*** Tekst do czytania

Café Wprost - czat "Wprost", Polsatu i radiowej Trójki
Sport to sportbiznes, a w biznesie bez dużych pieniędzy nie ma "dużych" wyników i wielu medali - powtarzali podczas internetowego spotkania z ponad 300 czytelnikami "Wprost" Jacek Wszoła, Dariusz Michalczewski, Mariusz Czerkawski, Zenon Jaskuła oraz Andrzej Person, rzecznik prasowy Polskiego Komitetu Olimpijskiego.
Czar: Czy nasza reprezentacja olimpijska zdobędzie na igrzyskach w Atenach więcej medali niż w Sydney?
Andrzej Person: Nie powinno być gorzej. Inna sprawa, że poza znakomitą pływaczką Otylią Jędrzejczak reszta naszych faworytów uprawia raczej mało popularne dyscypliny. Dotyczy to nawet wielkiego mistrza w chodzie Roberta Korzeniowskiego.
Lila: Jak odbywa się selekcja zawodników na igrzyska?
Person: Coraz trudniej jest się zakwalifikować. Gimnastyk Leszek Blanik był brązowym medalistą igrzysk, a teraz nie udało mu się zakwalifikować. Minimum potrzebne do startu w igrzyskach jest bardzo wysokie, trzeba przejść trudniejsze testy niż wcześniej. W niektórych dyscyplinach daje się też większą szansę zawodnikom z krajów mniej znanych, słabszych, by też mogli wziąć udział w tej największej sportowej imprezie na świecie.
Jacek Wszoła: Dla mnie najdziwniejsze było niezakwalifikowanie się na igrzyska polskich siatkarek.
Dariusz Michalczewski: Bo jak nie ma kasy, to one się nie starają! Powinna być obietnica dużej kasy za medal. Muszą być bodźce finansowe. Ja zawsze jasno mówiłem, jakie są moje warunki: za przegraną walkę nie chcę nic, ale za to jeśli wygram, chcę dwa razy więcej pieniędzy.
Wszoła: Są firmy, które wiedzą, że można na sporcie zarobić. Sponsorują tych, którzy mogą zdobyć medale.
Amazonka: Ile zarabia dobry sportowiec?

******
*** Zebrane dane

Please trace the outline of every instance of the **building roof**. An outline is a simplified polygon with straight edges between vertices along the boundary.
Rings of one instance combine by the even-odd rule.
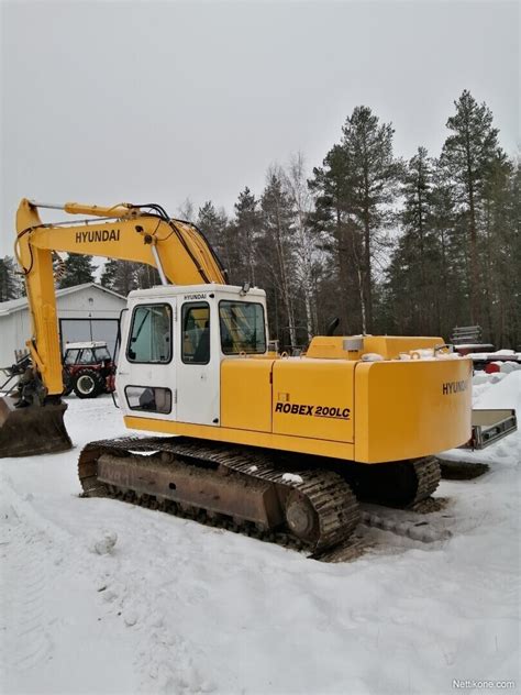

******
*** Zebrane dane

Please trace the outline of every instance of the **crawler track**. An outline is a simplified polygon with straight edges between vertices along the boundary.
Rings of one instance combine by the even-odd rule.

******
*** Zebrane dane

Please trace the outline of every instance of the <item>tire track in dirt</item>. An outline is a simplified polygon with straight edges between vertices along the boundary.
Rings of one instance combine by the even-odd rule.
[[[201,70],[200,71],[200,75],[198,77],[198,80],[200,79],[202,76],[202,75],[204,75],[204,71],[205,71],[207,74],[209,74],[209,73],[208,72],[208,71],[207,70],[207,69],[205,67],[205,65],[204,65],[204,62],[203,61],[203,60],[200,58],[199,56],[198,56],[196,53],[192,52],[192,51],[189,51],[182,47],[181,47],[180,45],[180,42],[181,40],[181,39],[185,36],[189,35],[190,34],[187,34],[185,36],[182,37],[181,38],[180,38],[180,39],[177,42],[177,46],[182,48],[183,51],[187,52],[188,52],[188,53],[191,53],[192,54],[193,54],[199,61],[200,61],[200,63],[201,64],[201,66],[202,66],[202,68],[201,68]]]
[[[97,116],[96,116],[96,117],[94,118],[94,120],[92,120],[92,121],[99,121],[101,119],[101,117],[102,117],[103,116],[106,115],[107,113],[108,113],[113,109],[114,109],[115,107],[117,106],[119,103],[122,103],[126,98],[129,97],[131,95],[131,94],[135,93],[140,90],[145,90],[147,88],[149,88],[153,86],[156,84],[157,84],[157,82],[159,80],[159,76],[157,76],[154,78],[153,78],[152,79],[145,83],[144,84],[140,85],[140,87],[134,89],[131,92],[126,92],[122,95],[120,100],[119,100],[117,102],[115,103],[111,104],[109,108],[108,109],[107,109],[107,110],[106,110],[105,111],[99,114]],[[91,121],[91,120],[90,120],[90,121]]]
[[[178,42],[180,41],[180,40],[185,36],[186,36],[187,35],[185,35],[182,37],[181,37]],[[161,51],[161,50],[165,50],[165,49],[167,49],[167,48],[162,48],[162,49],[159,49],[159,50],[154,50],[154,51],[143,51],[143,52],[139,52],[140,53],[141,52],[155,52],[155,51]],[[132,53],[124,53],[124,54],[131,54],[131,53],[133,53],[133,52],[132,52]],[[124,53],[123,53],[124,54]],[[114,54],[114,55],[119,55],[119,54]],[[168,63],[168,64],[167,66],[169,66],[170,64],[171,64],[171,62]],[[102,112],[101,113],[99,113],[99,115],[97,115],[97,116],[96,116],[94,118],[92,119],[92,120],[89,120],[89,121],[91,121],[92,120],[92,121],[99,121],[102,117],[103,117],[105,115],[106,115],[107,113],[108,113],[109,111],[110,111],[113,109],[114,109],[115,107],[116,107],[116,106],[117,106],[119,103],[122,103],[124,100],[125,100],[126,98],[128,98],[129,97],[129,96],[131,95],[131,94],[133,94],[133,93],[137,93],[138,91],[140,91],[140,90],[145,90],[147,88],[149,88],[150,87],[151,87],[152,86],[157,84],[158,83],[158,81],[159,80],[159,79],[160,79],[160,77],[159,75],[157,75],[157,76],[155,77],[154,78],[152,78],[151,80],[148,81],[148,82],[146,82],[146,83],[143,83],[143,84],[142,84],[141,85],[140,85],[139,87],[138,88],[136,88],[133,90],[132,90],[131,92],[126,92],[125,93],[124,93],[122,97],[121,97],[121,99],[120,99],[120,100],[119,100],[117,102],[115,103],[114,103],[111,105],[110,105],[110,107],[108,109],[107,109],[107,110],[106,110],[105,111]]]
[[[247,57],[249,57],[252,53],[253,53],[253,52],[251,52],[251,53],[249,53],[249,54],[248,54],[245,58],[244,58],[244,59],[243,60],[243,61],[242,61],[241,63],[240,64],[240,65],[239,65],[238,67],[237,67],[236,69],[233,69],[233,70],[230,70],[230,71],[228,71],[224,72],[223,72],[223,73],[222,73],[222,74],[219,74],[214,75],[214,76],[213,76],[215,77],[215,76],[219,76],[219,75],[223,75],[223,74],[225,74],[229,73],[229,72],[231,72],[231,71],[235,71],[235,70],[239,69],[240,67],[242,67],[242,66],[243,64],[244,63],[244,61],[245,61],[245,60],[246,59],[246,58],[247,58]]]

******

• **Zadania**
1) Przepisz wiernie fragment tekstu o sporcie: zacznij od słów "Lila: Jak odbywa", a skończ na słowach "imprezie na świecie.".
2) Odpowiedz krótko na pytania do tekstu o sporcie:
(a) Ilu czytelników „Wprost” uczestniczyło w internetowym spotkaniu?
(b) Który gimnastyk, brązowy medalista igrzysk, tym razem się nie zakwalifikował?
(c) Czego Dariusz Michalczewski żądał w razie wygranej walki?

• **Odpowiedzi**
1)
Lila: Jak odbywa się selekcja zawodników na igrzyska?
Person: Coraz trudniej jest się zakwalifikować. Gimnastyk Leszek Blanik był brązowym medalistą igrzysk, a teraz nie udało mu się zakwalifikować. Minimum potrzebne do startu w igrzyskach jest bardzo wysokie, trzeba przejść trudniejsze testy niż wcześniej. W niektórych dyscyplinach daje się też większą szansę zawodnikom z krajów mniej znanych, słabszych, by też mogli wziąć udział w tej największej sportowej imprezie na świecie.

2)
(a) Ponad 300.
(b) Leszek Blanik.
(c) Dwa razy więcej pieniędzy.